Exactly the lines from the start of the data through the line containing "(1178, 213)" should be output, with both ends kept and nothing added.
**********
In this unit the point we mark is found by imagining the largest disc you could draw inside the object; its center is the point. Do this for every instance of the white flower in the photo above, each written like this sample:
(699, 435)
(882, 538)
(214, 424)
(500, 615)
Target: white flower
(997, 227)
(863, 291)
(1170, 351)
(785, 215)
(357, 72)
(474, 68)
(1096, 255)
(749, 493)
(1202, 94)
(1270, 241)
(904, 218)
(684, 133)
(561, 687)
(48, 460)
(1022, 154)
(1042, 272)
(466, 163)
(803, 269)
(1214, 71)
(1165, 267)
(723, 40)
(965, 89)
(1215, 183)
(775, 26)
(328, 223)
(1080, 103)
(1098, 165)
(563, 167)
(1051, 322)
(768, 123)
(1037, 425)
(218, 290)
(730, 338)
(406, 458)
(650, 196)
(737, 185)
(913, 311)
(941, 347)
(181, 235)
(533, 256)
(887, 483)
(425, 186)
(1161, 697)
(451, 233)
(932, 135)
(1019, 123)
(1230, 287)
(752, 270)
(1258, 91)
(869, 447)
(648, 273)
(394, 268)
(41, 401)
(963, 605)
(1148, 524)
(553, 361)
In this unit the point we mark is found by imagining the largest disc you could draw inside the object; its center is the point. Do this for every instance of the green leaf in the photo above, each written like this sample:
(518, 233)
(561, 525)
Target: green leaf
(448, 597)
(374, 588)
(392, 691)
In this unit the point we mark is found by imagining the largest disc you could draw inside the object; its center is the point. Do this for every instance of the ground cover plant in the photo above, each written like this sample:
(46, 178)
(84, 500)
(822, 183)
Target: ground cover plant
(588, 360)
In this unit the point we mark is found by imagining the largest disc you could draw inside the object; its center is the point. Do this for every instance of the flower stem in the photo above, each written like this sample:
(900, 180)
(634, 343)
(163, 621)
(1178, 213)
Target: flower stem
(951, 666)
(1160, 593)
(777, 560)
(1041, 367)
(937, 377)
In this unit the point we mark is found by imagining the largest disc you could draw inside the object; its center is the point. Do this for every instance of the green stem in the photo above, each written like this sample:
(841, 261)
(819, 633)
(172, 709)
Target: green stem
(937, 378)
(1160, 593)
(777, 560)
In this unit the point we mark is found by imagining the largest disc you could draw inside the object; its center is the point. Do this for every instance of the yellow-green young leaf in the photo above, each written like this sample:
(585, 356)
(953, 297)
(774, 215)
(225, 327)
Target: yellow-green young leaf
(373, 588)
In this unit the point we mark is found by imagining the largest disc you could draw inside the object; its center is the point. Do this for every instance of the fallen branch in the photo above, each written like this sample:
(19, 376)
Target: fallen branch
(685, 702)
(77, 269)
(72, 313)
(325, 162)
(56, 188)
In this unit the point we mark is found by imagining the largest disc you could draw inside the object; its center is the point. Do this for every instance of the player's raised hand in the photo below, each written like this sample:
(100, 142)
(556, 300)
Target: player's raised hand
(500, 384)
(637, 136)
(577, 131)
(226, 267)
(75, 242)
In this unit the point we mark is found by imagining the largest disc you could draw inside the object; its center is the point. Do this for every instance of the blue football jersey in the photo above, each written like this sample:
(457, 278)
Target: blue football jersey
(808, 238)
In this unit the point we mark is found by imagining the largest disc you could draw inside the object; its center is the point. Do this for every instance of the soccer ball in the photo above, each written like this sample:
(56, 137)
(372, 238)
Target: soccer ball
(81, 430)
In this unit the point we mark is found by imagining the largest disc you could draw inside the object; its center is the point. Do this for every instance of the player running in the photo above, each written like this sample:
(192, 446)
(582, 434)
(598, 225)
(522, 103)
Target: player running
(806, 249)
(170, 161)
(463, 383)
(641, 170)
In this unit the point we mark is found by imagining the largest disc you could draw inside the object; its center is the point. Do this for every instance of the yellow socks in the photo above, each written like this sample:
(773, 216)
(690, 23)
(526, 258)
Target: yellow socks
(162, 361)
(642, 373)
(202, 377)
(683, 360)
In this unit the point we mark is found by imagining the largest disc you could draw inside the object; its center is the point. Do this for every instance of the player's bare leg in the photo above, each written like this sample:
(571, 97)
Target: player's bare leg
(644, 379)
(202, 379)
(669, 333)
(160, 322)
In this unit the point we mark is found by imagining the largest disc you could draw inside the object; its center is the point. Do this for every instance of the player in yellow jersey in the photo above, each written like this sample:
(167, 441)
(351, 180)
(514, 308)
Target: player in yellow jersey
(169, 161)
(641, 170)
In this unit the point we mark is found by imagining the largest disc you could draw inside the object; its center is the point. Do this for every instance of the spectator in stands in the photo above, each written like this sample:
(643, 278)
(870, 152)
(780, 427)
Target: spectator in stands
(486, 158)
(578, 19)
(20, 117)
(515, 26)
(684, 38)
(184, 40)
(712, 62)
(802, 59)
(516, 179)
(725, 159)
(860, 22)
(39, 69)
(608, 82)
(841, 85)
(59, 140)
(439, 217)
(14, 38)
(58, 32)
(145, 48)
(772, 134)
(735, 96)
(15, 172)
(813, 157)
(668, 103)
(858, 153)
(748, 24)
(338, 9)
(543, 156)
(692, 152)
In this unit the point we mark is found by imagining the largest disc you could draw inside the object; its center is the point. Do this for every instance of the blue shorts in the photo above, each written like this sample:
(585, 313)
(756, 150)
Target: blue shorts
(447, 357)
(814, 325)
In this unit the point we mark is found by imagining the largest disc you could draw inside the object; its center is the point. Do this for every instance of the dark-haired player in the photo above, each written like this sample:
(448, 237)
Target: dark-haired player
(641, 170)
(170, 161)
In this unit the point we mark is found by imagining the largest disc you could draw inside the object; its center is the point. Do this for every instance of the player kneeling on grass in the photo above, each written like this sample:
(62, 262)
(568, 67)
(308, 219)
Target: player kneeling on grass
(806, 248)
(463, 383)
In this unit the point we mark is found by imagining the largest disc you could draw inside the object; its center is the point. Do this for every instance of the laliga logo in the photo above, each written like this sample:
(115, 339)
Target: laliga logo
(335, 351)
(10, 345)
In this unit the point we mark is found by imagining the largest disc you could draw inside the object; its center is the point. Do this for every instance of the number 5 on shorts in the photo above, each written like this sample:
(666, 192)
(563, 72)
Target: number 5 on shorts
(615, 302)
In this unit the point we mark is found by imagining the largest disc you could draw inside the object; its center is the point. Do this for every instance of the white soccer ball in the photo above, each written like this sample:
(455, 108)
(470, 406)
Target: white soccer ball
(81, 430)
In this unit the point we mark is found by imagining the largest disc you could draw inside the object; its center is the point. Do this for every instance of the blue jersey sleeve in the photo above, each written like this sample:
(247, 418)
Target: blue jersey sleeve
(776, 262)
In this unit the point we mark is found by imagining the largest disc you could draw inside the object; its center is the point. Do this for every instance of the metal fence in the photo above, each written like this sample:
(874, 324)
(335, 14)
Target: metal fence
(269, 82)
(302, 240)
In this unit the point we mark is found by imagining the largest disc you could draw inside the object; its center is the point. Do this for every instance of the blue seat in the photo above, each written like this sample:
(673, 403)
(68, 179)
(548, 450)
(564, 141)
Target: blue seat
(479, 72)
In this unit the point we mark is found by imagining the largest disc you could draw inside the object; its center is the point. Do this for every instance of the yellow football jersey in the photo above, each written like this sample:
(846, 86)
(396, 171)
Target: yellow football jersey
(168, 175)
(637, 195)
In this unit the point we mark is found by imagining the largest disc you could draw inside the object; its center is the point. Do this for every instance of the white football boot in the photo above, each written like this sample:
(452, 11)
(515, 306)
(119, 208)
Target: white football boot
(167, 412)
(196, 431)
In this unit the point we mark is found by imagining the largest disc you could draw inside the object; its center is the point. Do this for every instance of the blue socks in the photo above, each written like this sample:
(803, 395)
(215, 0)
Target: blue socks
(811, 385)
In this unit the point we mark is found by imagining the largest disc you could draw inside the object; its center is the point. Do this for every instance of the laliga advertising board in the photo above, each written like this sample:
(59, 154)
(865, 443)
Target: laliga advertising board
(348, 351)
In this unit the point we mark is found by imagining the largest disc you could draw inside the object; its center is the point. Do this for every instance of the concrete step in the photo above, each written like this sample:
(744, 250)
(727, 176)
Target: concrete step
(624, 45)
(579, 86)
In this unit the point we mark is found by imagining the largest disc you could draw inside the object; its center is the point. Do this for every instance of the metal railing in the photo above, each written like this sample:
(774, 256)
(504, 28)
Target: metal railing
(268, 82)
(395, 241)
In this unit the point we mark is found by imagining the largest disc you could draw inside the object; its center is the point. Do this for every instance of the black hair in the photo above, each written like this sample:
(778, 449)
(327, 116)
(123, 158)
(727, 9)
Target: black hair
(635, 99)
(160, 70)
**********
--- SOLUTION FOR THIS EXERCISE ---
In this unit the point we mark is found by imagining the largest disc you could draw inside the object; its center is the point. Do this for every instance of the white flower in the photo above, each written like this sample:
(699, 435)
(882, 538)
(214, 424)
(500, 615)
Target: white flower
(997, 227)
(863, 291)
(1170, 351)
(785, 215)
(357, 72)
(474, 68)
(1096, 255)
(749, 493)
(1202, 94)
(1270, 241)
(904, 218)
(684, 133)
(561, 687)
(48, 460)
(1022, 154)
(1042, 272)
(466, 163)
(803, 269)
(1214, 71)
(1165, 267)
(723, 40)
(965, 89)
(1215, 183)
(775, 26)
(328, 223)
(1080, 103)
(1098, 165)
(563, 167)
(1051, 322)
(768, 123)
(1037, 425)
(218, 290)
(730, 338)
(406, 458)
(650, 196)
(737, 185)
(913, 311)
(941, 347)
(181, 235)
(533, 256)
(887, 483)
(425, 186)
(1161, 697)
(451, 233)
(932, 135)
(1019, 123)
(1230, 287)
(752, 270)
(1258, 91)
(869, 447)
(648, 273)
(394, 268)
(41, 401)
(963, 605)
(1148, 524)
(553, 361)
In this unit the point we mark is found by imagining the largest disc you could draw inside the object; its center is the point. Do this for every instance of the green leaf in the photo above, each written like this sample:
(518, 233)
(561, 525)
Target: green leaf
(448, 597)
(374, 588)
(392, 691)
In this unit the point we mark is found by imagining the largest disc you could draw inside the object; its center is the point. Do this for every instance of the ground cover plant in the photo above, each written like this sample:
(46, 178)
(84, 500)
(822, 183)
Target: ground cover plant
(588, 360)
In this unit the point we mark is found by imagining the largest disc you could draw inside the object; its center is the point. Do this for every instance of the flower stem in the photo above, each written like this sample:
(900, 180)
(634, 343)
(163, 621)
(1178, 213)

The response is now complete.